[[ Text shown, beginning ]]
The Barbarian is a torturous exercise of the Liver King’s own design that involves holding a 70 pound kettlebell in each hand, strapping 20 pound ankle weights on each leg, carrying 70 pounds in a backpack, and then—assuming you’re still standing by that point—dragging 120 pounds of weights on a sled behind you for one mile.
He regularly posts videos of himself in various phases of the Barbarian, looking like a human who wronged a vengeful Greek god and has been forced to perform this terrible feat as penance. During a recent visit to New York City, the Liver King did the Barbarian across the Brooklyn Bridge, and up 5th Avenue, past the Met. He has ambitions to take the Barbarian global someday, dragging his weights across international landmarks like the Great Wall of China and the Taj Mahal like a meathead Christo. “These would be incredible things to do to connect with people,” he said,
The Liver King has his critics. Nutritionists and fitness experts have raised eyebrows at choice to consume meat raw, thus potentially exposing his body to bacteria. Joe Rogan isn't the only one wondering if he's juicing. The haters are quick to assert that this isn’t a lifestyle so much as a steady stream of stunts to sell more stuff. And there have been those who have questioned his decision to raise his children in the “ancestral” way. (“Liver family, blink twice if you need help!” commented one Instagram user.)
[[ Text shown, end ]]
[[ Information, beginning ]]
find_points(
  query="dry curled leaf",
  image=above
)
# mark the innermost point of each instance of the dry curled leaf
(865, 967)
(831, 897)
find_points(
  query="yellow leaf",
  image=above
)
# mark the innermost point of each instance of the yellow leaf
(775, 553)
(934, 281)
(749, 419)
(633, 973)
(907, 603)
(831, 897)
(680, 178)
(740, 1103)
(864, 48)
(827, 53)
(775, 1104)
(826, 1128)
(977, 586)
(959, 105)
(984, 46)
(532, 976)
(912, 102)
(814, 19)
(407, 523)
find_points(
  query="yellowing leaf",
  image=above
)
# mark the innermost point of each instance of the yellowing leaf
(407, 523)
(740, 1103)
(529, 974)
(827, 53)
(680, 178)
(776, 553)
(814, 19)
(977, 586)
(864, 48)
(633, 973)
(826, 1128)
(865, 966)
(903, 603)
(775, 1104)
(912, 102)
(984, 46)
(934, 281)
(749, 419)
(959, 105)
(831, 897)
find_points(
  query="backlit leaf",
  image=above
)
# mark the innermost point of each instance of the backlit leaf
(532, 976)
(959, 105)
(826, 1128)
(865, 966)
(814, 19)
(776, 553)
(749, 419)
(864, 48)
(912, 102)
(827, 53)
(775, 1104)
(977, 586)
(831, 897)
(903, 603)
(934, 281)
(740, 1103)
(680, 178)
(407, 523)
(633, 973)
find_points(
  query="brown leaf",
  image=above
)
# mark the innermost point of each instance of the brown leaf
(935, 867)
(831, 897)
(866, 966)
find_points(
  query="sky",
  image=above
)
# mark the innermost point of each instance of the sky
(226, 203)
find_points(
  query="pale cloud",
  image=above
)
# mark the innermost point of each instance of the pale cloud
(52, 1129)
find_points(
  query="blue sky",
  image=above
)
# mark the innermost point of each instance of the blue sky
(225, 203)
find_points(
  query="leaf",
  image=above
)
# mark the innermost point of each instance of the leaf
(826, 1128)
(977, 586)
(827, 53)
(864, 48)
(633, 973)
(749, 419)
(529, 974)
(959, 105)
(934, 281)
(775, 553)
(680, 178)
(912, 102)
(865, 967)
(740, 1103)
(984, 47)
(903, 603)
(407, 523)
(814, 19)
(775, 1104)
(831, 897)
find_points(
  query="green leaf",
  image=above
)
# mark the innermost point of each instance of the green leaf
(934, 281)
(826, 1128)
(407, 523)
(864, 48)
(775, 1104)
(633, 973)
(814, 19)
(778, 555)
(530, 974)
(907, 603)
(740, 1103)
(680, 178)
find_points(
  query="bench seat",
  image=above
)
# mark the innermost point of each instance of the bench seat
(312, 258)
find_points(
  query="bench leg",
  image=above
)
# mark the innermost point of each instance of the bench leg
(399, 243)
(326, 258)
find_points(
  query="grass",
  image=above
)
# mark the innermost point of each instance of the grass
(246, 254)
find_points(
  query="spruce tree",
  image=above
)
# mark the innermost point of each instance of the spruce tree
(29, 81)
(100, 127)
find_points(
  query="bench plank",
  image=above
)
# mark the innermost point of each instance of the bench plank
[[ Information, end ]]
- What you need to do:
**1)** Answer these questions from the Liver King text:
(a) How much weight is dragged on the sled in the Barbarian, and over what distance?
(b) Which two international landmarks does he hope to drag his weights across?
(c) What choice of his have nutritionists and fitness experts raised eyebrows at?
**2)** Please extract a passage from the Liver King text, beginning at the words "The Barbarian is" and stopping after "for one mile.".

- Solutions per task:
**1)**
(a) 120 pounds, for one mile.
(b) The Great Wall of China and the Taj Mahal.
(c) His choice to consume meat raw.

**2)**
The Barbarian is a torturous exercise of the Liver King’s own design that involves holding a 70 pound kettlebell in each hand, strapping 20 pound ankle weights on each leg, carrying 70 pounds in a backpack, and then—assuming you’re still standing by that point—dragging 120 pounds of weights on a sled behind you for one mile.